§ Goal of the exercise
Copy out all of the lines below, switching "instance" to "occurrence" everywhere it occurs and keeping everything else the same. Leave the pictures out of your answer.

§ A run of lines
┌────────
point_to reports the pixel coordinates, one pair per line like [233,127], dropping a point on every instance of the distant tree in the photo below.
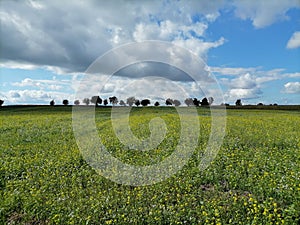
[96,100]
[188,101]
[113,100]
[122,103]
[105,102]
[145,102]
[196,102]
[130,101]
[76,102]
[169,101]
[204,102]
[210,100]
[226,104]
[238,102]
[86,101]
[137,102]
[176,102]
[66,102]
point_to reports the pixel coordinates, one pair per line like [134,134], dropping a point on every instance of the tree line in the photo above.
[131,101]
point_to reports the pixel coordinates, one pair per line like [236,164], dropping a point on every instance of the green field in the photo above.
[255,178]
└────────
§ Result of the exercise
point_to reports the pixel coordinates, one pair per line like [233,127], dropping a point on every occurrence of the distant tree in the photo below.
[96,100]
[188,101]
[113,100]
[122,103]
[105,102]
[145,102]
[196,102]
[130,101]
[76,102]
[169,101]
[204,102]
[210,100]
[226,104]
[238,102]
[86,101]
[137,102]
[176,102]
[66,102]
point_to reports the pixel coordinates, one pair per line like [134,134], dropping a point on every occurrence of the tree line in the photo above.
[131,101]
point_to reports the pixel coordinates, one pair per line like [236,164], dropping a point on every occurrence of the green field in the photo above.
[255,178]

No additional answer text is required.